Stored records »

------------

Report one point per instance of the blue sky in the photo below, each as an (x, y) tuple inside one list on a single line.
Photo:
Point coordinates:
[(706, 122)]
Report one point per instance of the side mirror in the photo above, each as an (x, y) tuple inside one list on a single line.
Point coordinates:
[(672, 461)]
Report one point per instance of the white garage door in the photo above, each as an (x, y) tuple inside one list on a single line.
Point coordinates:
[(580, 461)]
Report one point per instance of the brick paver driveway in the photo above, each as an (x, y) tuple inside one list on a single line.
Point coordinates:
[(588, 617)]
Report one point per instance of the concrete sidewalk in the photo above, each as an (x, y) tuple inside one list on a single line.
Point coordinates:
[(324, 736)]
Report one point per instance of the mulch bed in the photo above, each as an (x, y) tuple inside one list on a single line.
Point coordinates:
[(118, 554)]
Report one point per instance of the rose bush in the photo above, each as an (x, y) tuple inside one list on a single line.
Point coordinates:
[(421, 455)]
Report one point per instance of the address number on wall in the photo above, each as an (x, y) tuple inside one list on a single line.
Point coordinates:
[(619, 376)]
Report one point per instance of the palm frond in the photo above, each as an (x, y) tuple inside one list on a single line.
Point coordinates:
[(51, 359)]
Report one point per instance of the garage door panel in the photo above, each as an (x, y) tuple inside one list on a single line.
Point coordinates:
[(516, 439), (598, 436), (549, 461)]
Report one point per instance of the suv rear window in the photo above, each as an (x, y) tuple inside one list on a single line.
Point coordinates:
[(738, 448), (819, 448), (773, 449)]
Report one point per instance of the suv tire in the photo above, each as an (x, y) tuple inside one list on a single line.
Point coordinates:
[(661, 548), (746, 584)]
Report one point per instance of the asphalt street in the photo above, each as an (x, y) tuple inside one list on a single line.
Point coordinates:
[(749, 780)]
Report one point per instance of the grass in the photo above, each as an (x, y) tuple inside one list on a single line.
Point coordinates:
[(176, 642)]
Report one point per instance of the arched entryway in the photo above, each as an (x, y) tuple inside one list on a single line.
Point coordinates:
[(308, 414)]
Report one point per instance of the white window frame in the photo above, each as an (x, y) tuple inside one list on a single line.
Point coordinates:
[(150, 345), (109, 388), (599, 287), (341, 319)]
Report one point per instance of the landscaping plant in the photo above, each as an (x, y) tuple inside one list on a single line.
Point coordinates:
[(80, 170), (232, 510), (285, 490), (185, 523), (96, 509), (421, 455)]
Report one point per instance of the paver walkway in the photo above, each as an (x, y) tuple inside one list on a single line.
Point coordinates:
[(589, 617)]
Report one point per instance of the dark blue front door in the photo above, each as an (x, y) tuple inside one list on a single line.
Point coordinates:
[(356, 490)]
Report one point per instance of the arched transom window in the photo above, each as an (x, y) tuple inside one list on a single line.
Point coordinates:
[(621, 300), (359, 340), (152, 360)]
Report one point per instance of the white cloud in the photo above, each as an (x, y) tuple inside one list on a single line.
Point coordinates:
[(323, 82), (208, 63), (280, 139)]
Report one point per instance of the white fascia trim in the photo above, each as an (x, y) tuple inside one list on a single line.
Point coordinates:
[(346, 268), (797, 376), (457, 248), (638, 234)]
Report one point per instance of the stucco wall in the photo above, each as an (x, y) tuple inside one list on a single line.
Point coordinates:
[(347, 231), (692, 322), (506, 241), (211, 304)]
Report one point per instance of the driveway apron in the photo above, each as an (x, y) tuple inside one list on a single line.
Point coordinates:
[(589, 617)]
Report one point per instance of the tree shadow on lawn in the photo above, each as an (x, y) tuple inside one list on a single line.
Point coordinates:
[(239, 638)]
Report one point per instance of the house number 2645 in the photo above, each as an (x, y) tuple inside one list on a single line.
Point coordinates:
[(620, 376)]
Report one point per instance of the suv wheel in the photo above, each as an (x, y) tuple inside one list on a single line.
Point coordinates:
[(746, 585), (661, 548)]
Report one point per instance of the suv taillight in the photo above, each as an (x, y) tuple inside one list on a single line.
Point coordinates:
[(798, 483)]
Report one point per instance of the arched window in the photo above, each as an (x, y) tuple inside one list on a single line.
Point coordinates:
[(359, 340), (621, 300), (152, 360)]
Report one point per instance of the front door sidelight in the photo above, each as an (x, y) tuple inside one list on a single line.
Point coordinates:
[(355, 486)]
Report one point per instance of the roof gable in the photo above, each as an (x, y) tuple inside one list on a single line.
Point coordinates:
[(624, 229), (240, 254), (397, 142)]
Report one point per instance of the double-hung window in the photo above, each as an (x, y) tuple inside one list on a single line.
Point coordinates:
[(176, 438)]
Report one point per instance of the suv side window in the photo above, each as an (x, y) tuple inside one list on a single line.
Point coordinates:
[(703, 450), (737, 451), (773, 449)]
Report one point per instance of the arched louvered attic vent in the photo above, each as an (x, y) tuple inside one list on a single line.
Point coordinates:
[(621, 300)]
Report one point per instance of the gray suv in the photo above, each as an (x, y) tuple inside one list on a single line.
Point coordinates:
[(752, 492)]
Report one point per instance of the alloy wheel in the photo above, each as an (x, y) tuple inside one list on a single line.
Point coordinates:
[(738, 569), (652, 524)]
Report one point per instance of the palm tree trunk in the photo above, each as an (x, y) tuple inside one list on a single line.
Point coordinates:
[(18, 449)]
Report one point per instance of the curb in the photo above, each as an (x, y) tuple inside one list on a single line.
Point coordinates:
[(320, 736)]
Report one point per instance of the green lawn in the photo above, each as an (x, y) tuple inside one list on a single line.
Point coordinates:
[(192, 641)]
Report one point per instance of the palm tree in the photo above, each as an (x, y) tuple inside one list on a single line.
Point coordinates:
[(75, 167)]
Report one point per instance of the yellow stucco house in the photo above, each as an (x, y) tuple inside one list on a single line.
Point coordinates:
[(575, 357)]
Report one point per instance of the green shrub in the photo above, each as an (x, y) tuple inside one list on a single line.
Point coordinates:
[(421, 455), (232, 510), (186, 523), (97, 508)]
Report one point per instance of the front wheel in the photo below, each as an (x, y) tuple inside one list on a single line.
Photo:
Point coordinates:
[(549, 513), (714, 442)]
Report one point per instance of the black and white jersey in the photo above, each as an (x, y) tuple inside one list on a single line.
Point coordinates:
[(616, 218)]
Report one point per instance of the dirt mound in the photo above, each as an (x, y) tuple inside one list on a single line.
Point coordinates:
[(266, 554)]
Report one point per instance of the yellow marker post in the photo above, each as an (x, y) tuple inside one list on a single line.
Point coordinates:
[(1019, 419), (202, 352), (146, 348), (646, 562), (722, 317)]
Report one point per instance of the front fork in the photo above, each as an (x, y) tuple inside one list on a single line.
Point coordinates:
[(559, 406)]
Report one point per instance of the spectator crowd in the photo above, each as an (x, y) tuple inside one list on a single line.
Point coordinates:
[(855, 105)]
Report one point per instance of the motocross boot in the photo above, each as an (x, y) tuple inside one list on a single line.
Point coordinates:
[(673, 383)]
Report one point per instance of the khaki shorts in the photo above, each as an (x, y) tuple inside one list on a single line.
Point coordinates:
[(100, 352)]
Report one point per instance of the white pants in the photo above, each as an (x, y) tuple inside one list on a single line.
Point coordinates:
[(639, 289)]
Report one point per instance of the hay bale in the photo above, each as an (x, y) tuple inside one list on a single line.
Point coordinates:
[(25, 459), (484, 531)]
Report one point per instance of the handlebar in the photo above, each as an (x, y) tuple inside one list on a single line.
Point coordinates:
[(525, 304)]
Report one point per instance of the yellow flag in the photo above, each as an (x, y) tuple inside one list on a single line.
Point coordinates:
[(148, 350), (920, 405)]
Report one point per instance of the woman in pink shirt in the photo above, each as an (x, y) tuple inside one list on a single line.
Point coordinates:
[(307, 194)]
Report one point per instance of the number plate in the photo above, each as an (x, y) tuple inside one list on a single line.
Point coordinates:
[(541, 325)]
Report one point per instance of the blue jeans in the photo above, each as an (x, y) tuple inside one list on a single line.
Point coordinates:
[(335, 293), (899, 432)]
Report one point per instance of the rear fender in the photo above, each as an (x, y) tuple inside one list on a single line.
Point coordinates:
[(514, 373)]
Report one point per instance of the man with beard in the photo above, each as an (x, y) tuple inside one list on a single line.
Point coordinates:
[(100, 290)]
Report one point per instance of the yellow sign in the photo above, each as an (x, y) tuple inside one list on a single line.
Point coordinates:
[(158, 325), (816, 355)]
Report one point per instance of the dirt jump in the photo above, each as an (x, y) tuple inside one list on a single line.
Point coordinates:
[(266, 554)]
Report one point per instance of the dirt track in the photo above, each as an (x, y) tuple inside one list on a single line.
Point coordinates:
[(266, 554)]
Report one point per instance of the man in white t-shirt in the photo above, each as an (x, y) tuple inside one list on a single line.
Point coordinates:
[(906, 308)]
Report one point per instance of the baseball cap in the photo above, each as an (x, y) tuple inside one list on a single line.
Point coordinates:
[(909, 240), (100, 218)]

------------

Required action » Your answer should be the lines of the records that hold the string "dirt".

Task result »
Report one point per instance of the dirt mound in the photo above, each as an (x, y) tuple inside one list on a single line.
Report one point per instance of the dirt jump in the photo above, each as an (x, y) tuple inside one list on a single line.
Report one point per instance of the dirt track in the photo above, each as an (x, y) tuple inside one list on a single line.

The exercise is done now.